**What is being asked**
Revise the entries below by changing every "this picture" to "the photo" and keeping everything else the same. Leave the pictures out of your answer.

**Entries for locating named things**
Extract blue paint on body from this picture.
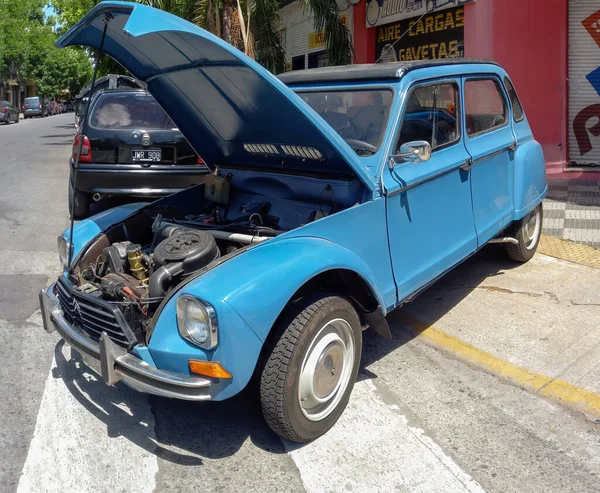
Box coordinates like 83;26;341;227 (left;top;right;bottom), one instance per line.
58;2;547;400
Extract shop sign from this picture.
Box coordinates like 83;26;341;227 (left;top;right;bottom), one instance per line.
308;14;348;50
367;0;475;27
375;7;465;62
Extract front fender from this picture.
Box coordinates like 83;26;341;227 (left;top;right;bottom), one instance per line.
62;202;148;258
198;237;385;341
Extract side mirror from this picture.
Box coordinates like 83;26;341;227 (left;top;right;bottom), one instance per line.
388;140;431;171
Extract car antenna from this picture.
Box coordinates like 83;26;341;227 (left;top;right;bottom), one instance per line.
67;12;113;274
375;0;454;63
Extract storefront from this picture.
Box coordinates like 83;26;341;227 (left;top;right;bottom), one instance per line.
569;0;600;166
280;0;353;70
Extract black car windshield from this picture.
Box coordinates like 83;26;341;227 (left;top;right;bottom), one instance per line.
90;92;175;130
298;89;394;156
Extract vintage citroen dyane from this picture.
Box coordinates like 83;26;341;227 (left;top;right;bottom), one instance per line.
40;2;547;442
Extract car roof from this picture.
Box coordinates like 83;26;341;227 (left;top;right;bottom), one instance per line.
278;58;498;84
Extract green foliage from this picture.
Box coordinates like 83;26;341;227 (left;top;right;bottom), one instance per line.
251;0;285;74
0;0;92;98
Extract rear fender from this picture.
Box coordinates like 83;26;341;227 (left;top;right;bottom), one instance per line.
513;139;548;221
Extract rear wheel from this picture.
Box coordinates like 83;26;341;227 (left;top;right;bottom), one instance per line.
506;204;544;262
260;295;362;442
69;184;90;219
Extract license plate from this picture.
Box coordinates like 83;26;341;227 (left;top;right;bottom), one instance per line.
131;149;162;163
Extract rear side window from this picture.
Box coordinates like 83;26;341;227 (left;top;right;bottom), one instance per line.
90;93;175;130
504;77;525;122
398;82;460;150
465;79;508;136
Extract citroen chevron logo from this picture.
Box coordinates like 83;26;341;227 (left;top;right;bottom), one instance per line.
73;299;82;317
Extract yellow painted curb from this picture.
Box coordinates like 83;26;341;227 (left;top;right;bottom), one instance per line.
400;314;600;419
537;235;600;269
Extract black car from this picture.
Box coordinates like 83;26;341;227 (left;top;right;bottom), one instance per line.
69;89;210;218
23;96;48;119
0;101;19;125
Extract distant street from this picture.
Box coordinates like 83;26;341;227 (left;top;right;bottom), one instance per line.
0;113;600;493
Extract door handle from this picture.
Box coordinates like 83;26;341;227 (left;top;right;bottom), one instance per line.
460;158;473;171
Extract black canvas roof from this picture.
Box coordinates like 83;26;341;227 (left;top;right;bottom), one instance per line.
278;58;497;84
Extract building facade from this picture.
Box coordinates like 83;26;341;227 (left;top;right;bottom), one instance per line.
284;0;600;179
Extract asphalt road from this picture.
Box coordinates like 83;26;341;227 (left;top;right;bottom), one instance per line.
0;114;600;493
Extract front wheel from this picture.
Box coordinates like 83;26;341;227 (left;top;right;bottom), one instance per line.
506;204;544;262
260;295;362;442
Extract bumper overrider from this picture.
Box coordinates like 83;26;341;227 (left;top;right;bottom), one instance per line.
39;284;212;401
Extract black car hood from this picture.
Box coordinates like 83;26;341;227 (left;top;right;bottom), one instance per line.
56;2;375;189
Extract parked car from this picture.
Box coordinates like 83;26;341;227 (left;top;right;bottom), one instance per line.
40;2;547;442
23;96;48;119
69;89;209;218
0;101;19;125
74;74;146;129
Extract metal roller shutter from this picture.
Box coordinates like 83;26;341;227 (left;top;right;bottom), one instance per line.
568;0;600;165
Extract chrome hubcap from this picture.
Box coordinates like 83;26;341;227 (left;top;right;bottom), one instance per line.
298;318;354;421
524;208;542;250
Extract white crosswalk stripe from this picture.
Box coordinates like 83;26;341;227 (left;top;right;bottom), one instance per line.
286;381;483;493
17;344;158;493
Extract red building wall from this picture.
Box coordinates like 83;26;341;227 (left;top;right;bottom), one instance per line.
465;0;568;164
354;0;568;167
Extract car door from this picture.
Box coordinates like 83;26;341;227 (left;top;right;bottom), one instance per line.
384;78;477;301
463;75;516;246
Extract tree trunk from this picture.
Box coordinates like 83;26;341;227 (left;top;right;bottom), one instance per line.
221;0;237;43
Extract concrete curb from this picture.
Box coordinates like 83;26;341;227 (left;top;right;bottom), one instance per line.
399;314;600;424
537;235;600;269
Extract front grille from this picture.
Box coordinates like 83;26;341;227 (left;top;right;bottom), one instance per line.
56;277;137;347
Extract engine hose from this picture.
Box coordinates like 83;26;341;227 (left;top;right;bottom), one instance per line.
148;262;183;299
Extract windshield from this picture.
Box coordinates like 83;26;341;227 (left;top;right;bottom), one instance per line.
298;89;394;156
90;92;175;130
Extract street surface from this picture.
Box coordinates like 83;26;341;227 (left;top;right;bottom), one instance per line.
0;113;600;493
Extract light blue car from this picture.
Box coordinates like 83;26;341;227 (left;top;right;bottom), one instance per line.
40;2;547;442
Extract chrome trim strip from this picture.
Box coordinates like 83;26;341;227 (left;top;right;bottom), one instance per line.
40;284;212;401
91;188;185;197
386;163;467;197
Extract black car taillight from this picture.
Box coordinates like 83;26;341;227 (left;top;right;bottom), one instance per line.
73;135;92;163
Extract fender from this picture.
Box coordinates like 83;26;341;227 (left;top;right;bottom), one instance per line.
513;139;548;221
61;202;148;259
186;237;385;342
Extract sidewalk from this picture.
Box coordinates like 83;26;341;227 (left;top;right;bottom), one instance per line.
396;248;600;422
542;180;600;250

**The solution**
Extract blue paint on body from the photo.
Box coordinates like 83;26;341;227 (left;top;right;bottom), one instance per line.
58;2;547;400
Extract shop sign from the photo.
Box coordinates like 83;26;341;227 (left;top;right;bottom), one instance per line.
308;14;348;50
367;0;475;27
375;7;465;62
Extract front fender from the photo.
Box coordinates like 83;26;341;227 (left;top;right;bottom), one instance per line.
62;202;148;258
198;237;385;341
Extract side mirror from the photo.
Box coordinates like 83;26;341;227 (left;top;right;bottom), one instance per line.
388;140;431;171
Extract car antenna from the photo.
Box coordinates like 83;26;341;227 (left;top;right;bottom), one instance per line.
67;12;113;274
375;0;454;63
Extract storefront from the photo.
Box coordinates like 83;26;341;227 (left;top;right;bottom), one instance per line.
569;0;600;166
280;0;353;70
Extract black car windshield from the photo.
Box coordinates like 83;26;341;227 (left;top;right;bottom), one instance per line.
90;92;175;130
298;89;394;156
Extract vintage citroen dyane from the photo.
Box coordinates like 83;26;341;227 (left;top;right;bottom), one instance per line.
40;2;547;442
Extract car roof from the photo.
Box coordinates like 83;26;341;227 (left;top;right;bottom), one instance per line.
278;58;498;84
Extract green foliage from the photo.
Box coordinates like 83;26;341;227 (left;top;right;bottom), one instance per line.
251;0;285;74
0;0;92;98
Extract rear fender from the photo.
Box coordinates like 83;26;341;227 (left;top;right;bottom), one instance per line.
513;139;548;221
Extract rear wheel from the photo.
Box coordinates like 83;26;341;227 (left;top;right;bottom), one instance per line.
506;204;544;262
260;295;362;442
69;184;90;219
Extract license plate from the photo.
Box coordinates like 83;26;341;227 (left;top;right;bottom), one instance per line.
131;149;162;163
Extract rear side window from the photo.
Box coordinates like 83;26;341;227 (left;top;right;bottom), one instance per line.
90;93;175;130
504;77;525;122
398;82;460;150
465;79;508;136
Extract citroen chevron logo from the photo.
Box coordinates like 83;26;341;227 (left;top;right;bottom), one instance per line.
73;299;82;317
Extract yellow painted curb from the photo.
Box coordinates like 83;26;341;227 (left;top;right;bottom), one instance per line.
400;314;600;419
537;235;600;269
Extract black car from the photo.
Box coordinates like 83;26;341;227 (left;top;right;bottom), one instance per line.
69;89;210;218
23;96;48;119
0;101;19;125
Extract distant street from the photo.
Box coordinates like 83;26;341;227 (left;top;right;bottom), one instance per line.
0;113;600;493
Extract door handle from the photo.
Box coordinates like 83;26;341;227 (left;top;right;bottom), one instance per line.
460;158;473;171
Extract black canvas roof from the photo.
Box coordinates like 83;26;341;227 (left;top;right;bottom), one instance per line.
278;58;497;84
Extract building facade from the photo.
Box coordinates like 83;26;341;227 (left;top;right;bottom), one instance per line.
284;0;600;179
Extract asphalt road from the photo.
Box coordinates like 83;26;341;227 (left;top;right;bottom), one instance per line.
0;114;600;493
Extract front wheel from the photo.
Box coordinates like 83;26;341;227 (left;top;right;bottom), one instance per line.
506;204;544;262
260;295;362;442
Extract bumper overrider from the photo.
Box coordinates like 83;26;341;227 (left;top;right;bottom), one instance per line.
39;284;212;401
Extract black car hood from the photo.
Box coordinates like 83;26;341;227 (left;top;right;bottom), one instance per line.
56;2;375;189
Extract parked car from the photo.
Box coordinates like 83;26;341;227 (left;top;right;bottom), one instance per line.
40;2;547;442
23;96;48;119
69;89;209;218
0;101;19;125
74;74;146;129
Extract metal roller shutter from the photo.
Box coordinates like 83;26;341;227 (left;top;right;bottom), one instance per line.
568;0;600;165
Extract chrome hubcap from the photo.
Box coordinates like 83;26;341;227 (left;top;right;bottom), one instance per line.
298;318;354;421
524;208;542;250
Extract white crosswalk stripe from the photo.
Box coordinates like 83;26;341;227 (left;top;right;bottom), one instance per line.
286;381;483;493
17;344;158;493
Extract red building wall from the photo.
Box coordinates like 83;26;341;227 (left;top;right;bottom), one instance per line.
465;0;568;164
354;0;568;167
Extract car door from the photo.
Box coordinates like 83;26;341;227 (left;top;right;bottom), one instance per line.
384;78;477;301
463;75;516;246
Extract tree trunk from the photo.
Box coordinates like 83;26;341;227 (left;top;right;bottom), one instance per line.
221;0;237;43
Extract concrete curb from the photo.
Box coordinates like 83;26;341;227 (left;top;right;bottom), one instance per line.
399;314;600;424
537;235;600;269
Extract front grille from the photo.
Box coordinates like 83;26;341;227 (left;top;right;bottom), one instance per line.
56;277;137;347
Extract engine hose from the photo.
Box coordinates like 83;26;341;227 (left;top;right;bottom), one instance per line.
148;262;183;299
Extract windshield from the photo.
Box coordinates like 83;26;341;227 (left;top;right;bottom), one instance per line.
298;89;394;156
90;92;175;130
Extract street surface from the photo.
Box coordinates like 83;26;341;227 (left;top;right;bottom), one instance per line.
0;113;600;493
Extract light blue car from the photo.
Box coordinates like 83;26;341;227 (left;top;right;bottom), one instance per line.
40;2;547;442
Extract chrome trim strip from the photo.
Box coordinates like 83;26;341;227 (left;top;right;bottom), one instance per line.
40;284;212;401
91;188;185;197
386;163;467;197
Extract black car taillight from the photo.
Box coordinates like 83;26;341;227 (left;top;right;bottom), one instance per line.
73;135;92;163
Extract fender from the photo.
Box coordinates like 83;26;341;227 (left;top;right;bottom), one instance per line.
513;139;548;221
61;202;148;259
186;237;385;342
Extract sidewalk from the photo.
Box coordinates like 83;26;341;227 (left;top;right;bottom), one instance per line.
396;248;600;422
542;180;600;250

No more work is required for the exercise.